— Work item —
Retype the passage of the miscarriage article below from "Couples react in" up to and including "with each other.", keeping every word and punctuation mark the same.

— Source document —
********************
Miscarriage: will it happen again?
Suffering a miscarriage is never easy to get over and can leave couples afraid of trying again because they fear a further tragedy. But what is the chance of suffering a second miscarriage?
What are the chances of miscarriage?
Generally, the chances of miscarriage across all women – including first-time pregnancies – is that one in six new pregnancies will end in miscarriage within the first six weeks, with the chances dropping off slightly up to 12 weeks, and dropping off dramatically beyond 12 weeks, to just one in every 100 pregnancies ending in late miscarriage.
Am I more likely to have another miscarriage if I have suffered one already?
If you have suffered a miscarriage before, there is an 80 per cent chance that your next pregnancy will be successful, so that is a one in five chance that you will suffer another miscarriage.
If you have suffered two miscarriages previously, you will have around 72 per cent chance of enjoying a successful pregnancy, but if you have had three or more miscarriages, the chances of having a successful pregnancy do drop to around 50 per cent or less.
Should we try again?
Couples react in different ways after losing a baby in pregnancy. Sometimes one partner may feel ready to try again and the other will be reluctant. Understandably, it’s important to talk to each other about how you feel, your fears and your hopes. Sometimes it’s easy to have this conversation quite soon after your miscarriage, but if it doesn’t feel right, be patient with each other.
It may help you to follow these six steps to coping with miscarriage.
When you do feel ready, find out more about trying again and pregnancy after a miscarriage.
What if there is a physical reason for our miscarriages?
There are some medical conditions which couples are not aware they have, which could cause repeat miscarriage. Some of these can be addressed, but other factors such as your age may also play a part in the increased risk of repeat miscarriage.
Until you have suffered three miscarriages, a doctor is unlikely to investigate any medical reasons for why you are not carrying a baby to full-term. However, it is important to note that only one percent of all couples are at risk of suffering recurrent miscarriages (that is: at least three consecutive miscarriages).
********************
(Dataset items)
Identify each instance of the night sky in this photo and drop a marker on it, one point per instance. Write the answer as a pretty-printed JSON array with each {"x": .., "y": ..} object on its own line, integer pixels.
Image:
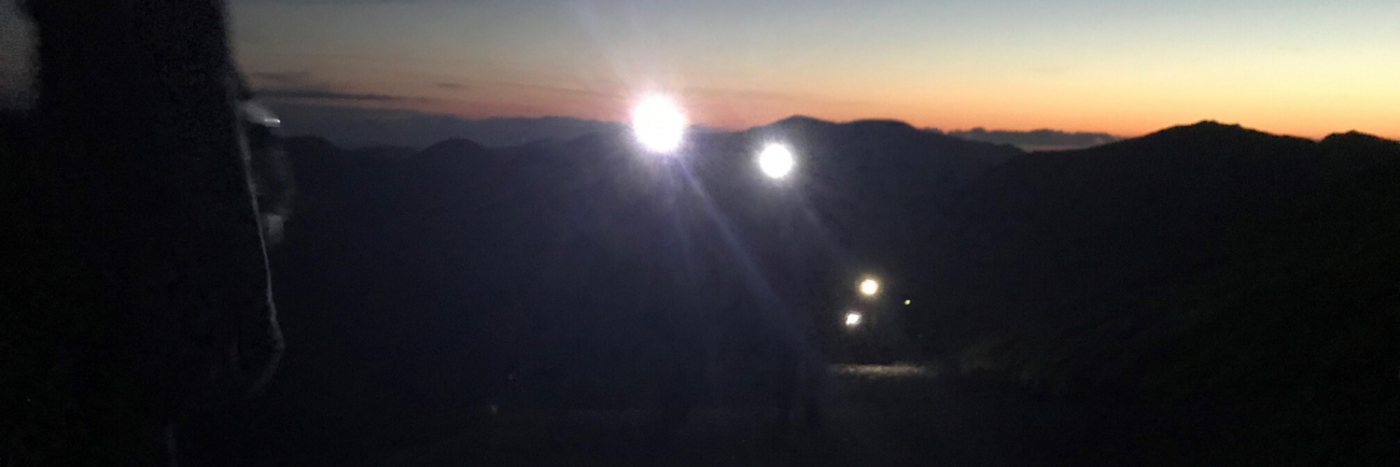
[{"x": 1126, "y": 67}]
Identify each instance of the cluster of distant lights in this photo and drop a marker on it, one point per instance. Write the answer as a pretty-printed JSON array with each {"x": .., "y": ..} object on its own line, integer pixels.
[{"x": 660, "y": 126}]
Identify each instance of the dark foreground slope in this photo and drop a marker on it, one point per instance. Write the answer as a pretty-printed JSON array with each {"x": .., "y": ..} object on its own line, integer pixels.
[
  {"x": 419, "y": 288},
  {"x": 1155, "y": 294}
]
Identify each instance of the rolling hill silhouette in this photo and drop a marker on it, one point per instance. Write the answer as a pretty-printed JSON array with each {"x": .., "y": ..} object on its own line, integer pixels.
[{"x": 1150, "y": 267}]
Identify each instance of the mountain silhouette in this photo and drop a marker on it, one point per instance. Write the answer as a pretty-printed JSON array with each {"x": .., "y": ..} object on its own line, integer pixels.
[{"x": 578, "y": 264}]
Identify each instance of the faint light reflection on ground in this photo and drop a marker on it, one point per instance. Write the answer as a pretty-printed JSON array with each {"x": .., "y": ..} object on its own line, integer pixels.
[{"x": 885, "y": 371}]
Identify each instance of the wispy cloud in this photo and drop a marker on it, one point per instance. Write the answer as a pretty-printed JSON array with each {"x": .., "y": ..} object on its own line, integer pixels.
[
  {"x": 333, "y": 95},
  {"x": 282, "y": 77}
]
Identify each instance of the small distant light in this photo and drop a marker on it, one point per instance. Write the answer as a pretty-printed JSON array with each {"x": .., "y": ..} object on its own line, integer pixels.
[
  {"x": 658, "y": 123},
  {"x": 776, "y": 161},
  {"x": 870, "y": 287}
]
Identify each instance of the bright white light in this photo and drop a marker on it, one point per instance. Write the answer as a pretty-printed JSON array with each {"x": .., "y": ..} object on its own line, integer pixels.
[
  {"x": 658, "y": 123},
  {"x": 853, "y": 319},
  {"x": 776, "y": 161},
  {"x": 870, "y": 287}
]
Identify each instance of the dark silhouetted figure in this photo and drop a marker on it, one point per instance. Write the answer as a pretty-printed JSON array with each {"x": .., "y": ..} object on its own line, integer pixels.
[{"x": 143, "y": 290}]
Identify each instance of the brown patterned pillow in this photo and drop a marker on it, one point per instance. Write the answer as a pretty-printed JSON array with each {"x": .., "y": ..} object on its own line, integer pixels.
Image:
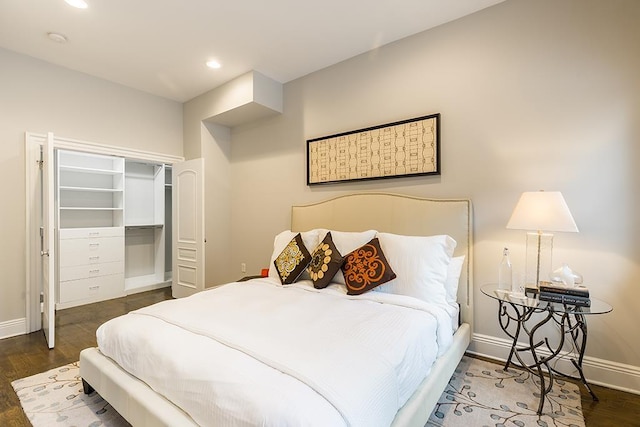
[
  {"x": 325, "y": 262},
  {"x": 365, "y": 268},
  {"x": 292, "y": 261}
]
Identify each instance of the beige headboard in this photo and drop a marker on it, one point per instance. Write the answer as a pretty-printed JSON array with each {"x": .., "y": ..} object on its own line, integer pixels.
[{"x": 394, "y": 213}]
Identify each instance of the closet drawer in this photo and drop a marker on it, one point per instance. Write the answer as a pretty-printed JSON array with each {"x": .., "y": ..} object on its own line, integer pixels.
[
  {"x": 90, "y": 270},
  {"x": 91, "y": 251},
  {"x": 86, "y": 233},
  {"x": 95, "y": 288}
]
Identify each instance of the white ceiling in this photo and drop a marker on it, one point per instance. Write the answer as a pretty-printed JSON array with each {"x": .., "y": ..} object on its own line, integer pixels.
[{"x": 161, "y": 46}]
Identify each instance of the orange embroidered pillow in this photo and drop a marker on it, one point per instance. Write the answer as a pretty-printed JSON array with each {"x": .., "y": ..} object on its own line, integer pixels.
[{"x": 365, "y": 268}]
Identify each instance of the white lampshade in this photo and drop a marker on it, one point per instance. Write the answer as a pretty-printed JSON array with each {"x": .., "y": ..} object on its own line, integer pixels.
[{"x": 542, "y": 211}]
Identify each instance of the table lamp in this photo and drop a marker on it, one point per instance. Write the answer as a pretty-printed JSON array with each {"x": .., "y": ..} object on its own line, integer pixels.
[{"x": 540, "y": 212}]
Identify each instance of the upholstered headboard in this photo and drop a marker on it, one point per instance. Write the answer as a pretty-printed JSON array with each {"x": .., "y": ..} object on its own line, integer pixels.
[{"x": 399, "y": 214}]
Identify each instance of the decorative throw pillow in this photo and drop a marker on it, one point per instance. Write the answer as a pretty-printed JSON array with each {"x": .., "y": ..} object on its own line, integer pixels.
[
  {"x": 292, "y": 261},
  {"x": 365, "y": 268},
  {"x": 325, "y": 263},
  {"x": 281, "y": 240},
  {"x": 347, "y": 241}
]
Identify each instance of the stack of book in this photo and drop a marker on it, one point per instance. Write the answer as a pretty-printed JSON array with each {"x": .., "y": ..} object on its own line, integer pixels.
[{"x": 578, "y": 295}]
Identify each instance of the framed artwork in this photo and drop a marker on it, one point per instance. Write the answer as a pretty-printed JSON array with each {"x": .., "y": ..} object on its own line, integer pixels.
[{"x": 405, "y": 148}]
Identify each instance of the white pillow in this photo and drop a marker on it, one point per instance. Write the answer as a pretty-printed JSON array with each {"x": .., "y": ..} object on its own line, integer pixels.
[
  {"x": 453, "y": 279},
  {"x": 310, "y": 240},
  {"x": 346, "y": 242},
  {"x": 420, "y": 263}
]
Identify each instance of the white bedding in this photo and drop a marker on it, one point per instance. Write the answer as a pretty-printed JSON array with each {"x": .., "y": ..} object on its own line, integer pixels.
[{"x": 258, "y": 353}]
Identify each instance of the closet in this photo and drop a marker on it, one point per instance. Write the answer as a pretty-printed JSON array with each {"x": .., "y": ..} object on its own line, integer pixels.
[
  {"x": 114, "y": 221},
  {"x": 105, "y": 221}
]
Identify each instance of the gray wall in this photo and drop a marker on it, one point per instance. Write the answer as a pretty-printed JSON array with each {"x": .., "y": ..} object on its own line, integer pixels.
[
  {"x": 39, "y": 97},
  {"x": 533, "y": 95}
]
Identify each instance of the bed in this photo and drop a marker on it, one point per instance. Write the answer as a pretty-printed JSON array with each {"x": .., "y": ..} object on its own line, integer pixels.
[{"x": 390, "y": 217}]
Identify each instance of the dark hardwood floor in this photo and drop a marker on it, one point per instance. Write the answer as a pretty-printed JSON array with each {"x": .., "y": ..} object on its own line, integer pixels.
[{"x": 27, "y": 355}]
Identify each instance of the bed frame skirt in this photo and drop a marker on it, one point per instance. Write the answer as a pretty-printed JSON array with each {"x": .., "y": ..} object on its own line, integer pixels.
[{"x": 141, "y": 406}]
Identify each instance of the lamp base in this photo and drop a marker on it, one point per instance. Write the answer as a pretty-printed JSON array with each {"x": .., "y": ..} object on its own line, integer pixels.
[{"x": 538, "y": 261}]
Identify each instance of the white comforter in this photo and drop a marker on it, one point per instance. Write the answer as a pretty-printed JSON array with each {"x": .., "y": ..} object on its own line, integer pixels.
[{"x": 258, "y": 353}]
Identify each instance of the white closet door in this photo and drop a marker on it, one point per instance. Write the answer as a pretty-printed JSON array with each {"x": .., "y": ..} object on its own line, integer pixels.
[
  {"x": 188, "y": 228},
  {"x": 48, "y": 248}
]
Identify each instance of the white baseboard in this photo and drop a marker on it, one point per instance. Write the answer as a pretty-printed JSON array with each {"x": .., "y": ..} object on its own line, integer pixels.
[
  {"x": 12, "y": 328},
  {"x": 602, "y": 372}
]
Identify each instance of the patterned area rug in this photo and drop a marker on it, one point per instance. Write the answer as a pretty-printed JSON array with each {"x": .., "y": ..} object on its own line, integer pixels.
[
  {"x": 483, "y": 394},
  {"x": 55, "y": 398},
  {"x": 479, "y": 394}
]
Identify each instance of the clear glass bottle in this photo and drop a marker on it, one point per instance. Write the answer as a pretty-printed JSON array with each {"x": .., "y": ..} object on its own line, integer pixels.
[{"x": 505, "y": 273}]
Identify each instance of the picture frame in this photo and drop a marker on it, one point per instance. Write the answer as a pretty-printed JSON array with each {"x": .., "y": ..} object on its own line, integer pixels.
[{"x": 406, "y": 148}]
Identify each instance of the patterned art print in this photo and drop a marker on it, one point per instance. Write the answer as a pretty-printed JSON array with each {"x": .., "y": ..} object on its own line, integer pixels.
[{"x": 406, "y": 148}]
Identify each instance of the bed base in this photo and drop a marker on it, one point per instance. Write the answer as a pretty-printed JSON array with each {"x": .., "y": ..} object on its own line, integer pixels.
[
  {"x": 393, "y": 213},
  {"x": 141, "y": 406}
]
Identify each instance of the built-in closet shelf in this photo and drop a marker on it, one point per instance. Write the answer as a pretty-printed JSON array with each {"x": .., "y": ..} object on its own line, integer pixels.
[
  {"x": 91, "y": 189},
  {"x": 142, "y": 226},
  {"x": 90, "y": 170},
  {"x": 86, "y": 208}
]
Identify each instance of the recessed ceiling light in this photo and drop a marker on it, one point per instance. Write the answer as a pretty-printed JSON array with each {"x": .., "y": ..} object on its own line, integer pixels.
[
  {"x": 80, "y": 4},
  {"x": 213, "y": 64},
  {"x": 57, "y": 37}
]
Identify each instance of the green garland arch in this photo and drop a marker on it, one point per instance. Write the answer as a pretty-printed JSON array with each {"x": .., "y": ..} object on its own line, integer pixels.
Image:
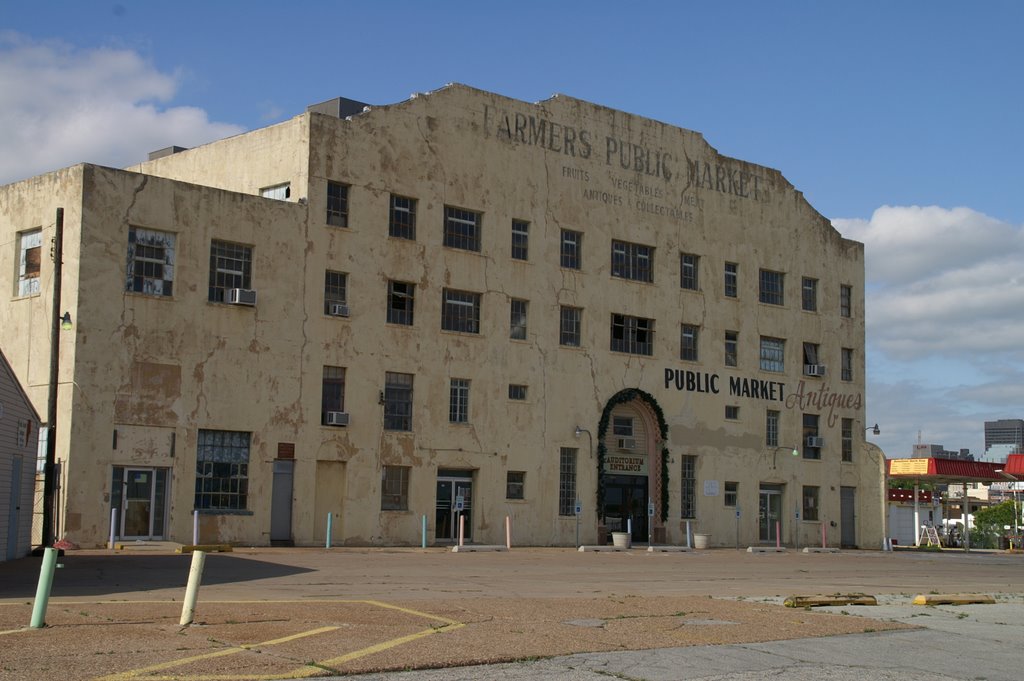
[{"x": 621, "y": 397}]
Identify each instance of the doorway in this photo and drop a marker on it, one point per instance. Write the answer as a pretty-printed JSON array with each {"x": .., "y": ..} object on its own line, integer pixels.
[
  {"x": 626, "y": 500},
  {"x": 769, "y": 513},
  {"x": 455, "y": 488},
  {"x": 140, "y": 496}
]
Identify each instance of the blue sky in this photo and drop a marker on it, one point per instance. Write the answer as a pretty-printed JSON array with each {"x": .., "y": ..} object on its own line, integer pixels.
[{"x": 899, "y": 121}]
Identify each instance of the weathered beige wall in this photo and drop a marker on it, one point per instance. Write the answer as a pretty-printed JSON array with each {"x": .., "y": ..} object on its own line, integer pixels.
[{"x": 185, "y": 364}]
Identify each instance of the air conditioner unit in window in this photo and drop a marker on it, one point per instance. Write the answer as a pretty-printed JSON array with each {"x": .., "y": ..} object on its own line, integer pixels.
[
  {"x": 337, "y": 418},
  {"x": 814, "y": 370},
  {"x": 241, "y": 297}
]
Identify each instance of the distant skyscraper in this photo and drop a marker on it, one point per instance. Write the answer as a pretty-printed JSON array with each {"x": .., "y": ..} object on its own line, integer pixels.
[{"x": 1006, "y": 435}]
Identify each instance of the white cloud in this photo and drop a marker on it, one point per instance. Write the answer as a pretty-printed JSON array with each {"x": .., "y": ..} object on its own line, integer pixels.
[
  {"x": 943, "y": 283},
  {"x": 62, "y": 105}
]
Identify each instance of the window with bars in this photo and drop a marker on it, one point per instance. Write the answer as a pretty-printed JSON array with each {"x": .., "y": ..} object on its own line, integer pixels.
[
  {"x": 459, "y": 400},
  {"x": 810, "y": 295},
  {"x": 846, "y": 366},
  {"x": 688, "y": 490},
  {"x": 772, "y": 287},
  {"x": 151, "y": 262},
  {"x": 29, "y": 261},
  {"x": 847, "y": 439},
  {"x": 400, "y": 302},
  {"x": 731, "y": 280},
  {"x": 333, "y": 394},
  {"x": 632, "y": 261},
  {"x": 566, "y": 480},
  {"x": 632, "y": 334},
  {"x": 337, "y": 204},
  {"x": 688, "y": 273},
  {"x": 401, "y": 217},
  {"x": 772, "y": 354},
  {"x": 731, "y": 348},
  {"x": 569, "y": 326},
  {"x": 222, "y": 470},
  {"x": 571, "y": 249},
  {"x": 335, "y": 291},
  {"x": 230, "y": 267},
  {"x": 397, "y": 401},
  {"x": 771, "y": 427},
  {"x": 462, "y": 228},
  {"x": 518, "y": 322},
  {"x": 394, "y": 487},
  {"x": 688, "y": 342},
  {"x": 461, "y": 311},
  {"x": 520, "y": 240}
]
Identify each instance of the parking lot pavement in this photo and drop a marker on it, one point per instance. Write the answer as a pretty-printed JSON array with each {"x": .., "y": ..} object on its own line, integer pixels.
[{"x": 298, "y": 612}]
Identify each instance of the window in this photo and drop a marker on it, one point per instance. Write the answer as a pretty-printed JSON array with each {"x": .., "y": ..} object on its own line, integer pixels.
[
  {"x": 518, "y": 322},
  {"x": 151, "y": 262},
  {"x": 571, "y": 254},
  {"x": 462, "y": 228},
  {"x": 566, "y": 480},
  {"x": 810, "y": 295},
  {"x": 29, "y": 260},
  {"x": 731, "y": 493},
  {"x": 569, "y": 326},
  {"x": 401, "y": 219},
  {"x": 222, "y": 470},
  {"x": 731, "y": 280},
  {"x": 461, "y": 311},
  {"x": 810, "y": 502},
  {"x": 847, "y": 439},
  {"x": 688, "y": 271},
  {"x": 811, "y": 366},
  {"x": 520, "y": 240},
  {"x": 335, "y": 292},
  {"x": 812, "y": 449},
  {"x": 632, "y": 334},
  {"x": 772, "y": 354},
  {"x": 772, "y": 287},
  {"x": 688, "y": 491},
  {"x": 230, "y": 267},
  {"x": 688, "y": 343},
  {"x": 334, "y": 392},
  {"x": 622, "y": 426},
  {"x": 337, "y": 204},
  {"x": 459, "y": 400},
  {"x": 731, "y": 348},
  {"x": 771, "y": 427},
  {"x": 397, "y": 401},
  {"x": 632, "y": 261},
  {"x": 394, "y": 487},
  {"x": 400, "y": 299},
  {"x": 514, "y": 484},
  {"x": 279, "y": 192}
]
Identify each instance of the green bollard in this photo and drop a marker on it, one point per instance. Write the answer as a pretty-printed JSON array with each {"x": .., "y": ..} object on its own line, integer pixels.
[{"x": 43, "y": 590}]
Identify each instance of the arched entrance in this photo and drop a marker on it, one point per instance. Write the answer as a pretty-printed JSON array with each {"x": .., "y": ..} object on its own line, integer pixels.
[{"x": 632, "y": 467}]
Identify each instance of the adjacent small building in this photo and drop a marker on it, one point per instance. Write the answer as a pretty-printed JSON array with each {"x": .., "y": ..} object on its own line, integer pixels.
[
  {"x": 18, "y": 442},
  {"x": 462, "y": 305}
]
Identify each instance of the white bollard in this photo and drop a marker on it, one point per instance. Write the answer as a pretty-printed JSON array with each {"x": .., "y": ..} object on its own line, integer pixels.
[{"x": 192, "y": 591}]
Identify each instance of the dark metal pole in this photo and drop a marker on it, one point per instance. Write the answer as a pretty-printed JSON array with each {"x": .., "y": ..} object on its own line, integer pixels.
[{"x": 49, "y": 482}]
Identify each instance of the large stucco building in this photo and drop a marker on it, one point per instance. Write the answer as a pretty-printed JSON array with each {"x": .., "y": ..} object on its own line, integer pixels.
[{"x": 380, "y": 313}]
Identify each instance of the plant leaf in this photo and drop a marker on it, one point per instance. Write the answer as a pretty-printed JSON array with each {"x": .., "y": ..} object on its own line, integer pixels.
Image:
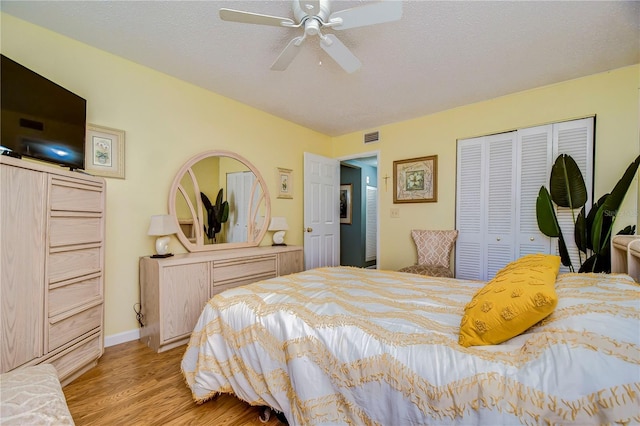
[
  {"x": 564, "y": 253},
  {"x": 606, "y": 214},
  {"x": 580, "y": 231},
  {"x": 566, "y": 184},
  {"x": 546, "y": 214}
]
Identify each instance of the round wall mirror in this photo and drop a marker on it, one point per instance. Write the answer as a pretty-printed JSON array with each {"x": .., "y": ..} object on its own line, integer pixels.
[{"x": 220, "y": 201}]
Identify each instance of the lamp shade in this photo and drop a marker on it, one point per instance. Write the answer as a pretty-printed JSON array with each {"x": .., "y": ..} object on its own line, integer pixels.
[
  {"x": 278, "y": 223},
  {"x": 163, "y": 224}
]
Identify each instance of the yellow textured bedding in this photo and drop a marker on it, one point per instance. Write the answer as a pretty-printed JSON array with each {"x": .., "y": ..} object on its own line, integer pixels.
[{"x": 359, "y": 346}]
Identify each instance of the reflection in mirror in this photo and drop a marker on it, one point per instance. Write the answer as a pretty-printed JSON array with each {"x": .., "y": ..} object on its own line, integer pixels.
[{"x": 220, "y": 201}]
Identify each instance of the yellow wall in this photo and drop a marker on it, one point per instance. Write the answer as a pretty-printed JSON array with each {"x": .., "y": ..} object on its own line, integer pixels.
[
  {"x": 611, "y": 96},
  {"x": 166, "y": 121}
]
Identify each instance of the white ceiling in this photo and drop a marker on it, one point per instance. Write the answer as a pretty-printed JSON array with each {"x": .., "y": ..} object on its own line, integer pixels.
[{"x": 440, "y": 55}]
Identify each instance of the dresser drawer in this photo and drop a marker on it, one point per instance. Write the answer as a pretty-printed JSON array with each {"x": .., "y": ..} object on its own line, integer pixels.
[
  {"x": 69, "y": 230},
  {"x": 81, "y": 354},
  {"x": 64, "y": 265},
  {"x": 219, "y": 288},
  {"x": 78, "y": 197},
  {"x": 67, "y": 329},
  {"x": 241, "y": 269},
  {"x": 74, "y": 294}
]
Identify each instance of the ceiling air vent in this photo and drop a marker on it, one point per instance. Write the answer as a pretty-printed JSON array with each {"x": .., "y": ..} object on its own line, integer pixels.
[{"x": 371, "y": 137}]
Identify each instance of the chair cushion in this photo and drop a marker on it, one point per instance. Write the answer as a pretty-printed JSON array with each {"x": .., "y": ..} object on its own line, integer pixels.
[
  {"x": 33, "y": 396},
  {"x": 520, "y": 295},
  {"x": 432, "y": 271},
  {"x": 434, "y": 247}
]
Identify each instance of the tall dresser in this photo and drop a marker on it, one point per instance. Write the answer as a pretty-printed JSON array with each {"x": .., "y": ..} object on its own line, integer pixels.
[{"x": 52, "y": 225}]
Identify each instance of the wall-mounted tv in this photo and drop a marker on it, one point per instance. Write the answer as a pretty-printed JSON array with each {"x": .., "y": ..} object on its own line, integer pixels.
[{"x": 39, "y": 118}]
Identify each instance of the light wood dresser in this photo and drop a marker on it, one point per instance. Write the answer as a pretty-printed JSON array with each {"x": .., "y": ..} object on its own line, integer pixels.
[
  {"x": 174, "y": 290},
  {"x": 52, "y": 267}
]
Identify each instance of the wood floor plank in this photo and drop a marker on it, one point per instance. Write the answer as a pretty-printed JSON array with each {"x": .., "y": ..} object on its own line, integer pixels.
[{"x": 133, "y": 385}]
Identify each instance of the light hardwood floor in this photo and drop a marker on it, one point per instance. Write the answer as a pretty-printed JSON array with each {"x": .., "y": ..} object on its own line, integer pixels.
[{"x": 133, "y": 385}]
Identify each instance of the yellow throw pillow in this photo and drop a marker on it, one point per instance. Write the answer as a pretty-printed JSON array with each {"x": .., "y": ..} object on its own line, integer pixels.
[{"x": 520, "y": 295}]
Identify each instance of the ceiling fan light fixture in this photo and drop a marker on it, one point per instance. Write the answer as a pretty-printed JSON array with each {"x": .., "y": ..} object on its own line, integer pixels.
[{"x": 314, "y": 15}]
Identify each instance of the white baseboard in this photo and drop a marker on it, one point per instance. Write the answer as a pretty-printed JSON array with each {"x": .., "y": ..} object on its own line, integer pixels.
[{"x": 126, "y": 336}]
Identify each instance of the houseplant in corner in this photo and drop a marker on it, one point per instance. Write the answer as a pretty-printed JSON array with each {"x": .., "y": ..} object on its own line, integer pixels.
[
  {"x": 217, "y": 214},
  {"x": 592, "y": 231}
]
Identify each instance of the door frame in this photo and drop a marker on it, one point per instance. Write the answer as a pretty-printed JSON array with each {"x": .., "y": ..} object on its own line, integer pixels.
[{"x": 368, "y": 154}]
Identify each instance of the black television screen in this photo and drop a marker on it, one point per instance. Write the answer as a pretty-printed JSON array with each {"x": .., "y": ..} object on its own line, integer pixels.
********************
— Exercise response —
Couples react in different ways after losing a baby in pregnancy. Sometimes one partner may feel ready to try again and the other will be reluctant. Understandably, it’s important to talk to each other about how you feel, your fears and your hopes. Sometimes it’s easy to have this conversation quite soon after your miscarriage, but if it doesn’t feel right, be patient with each other.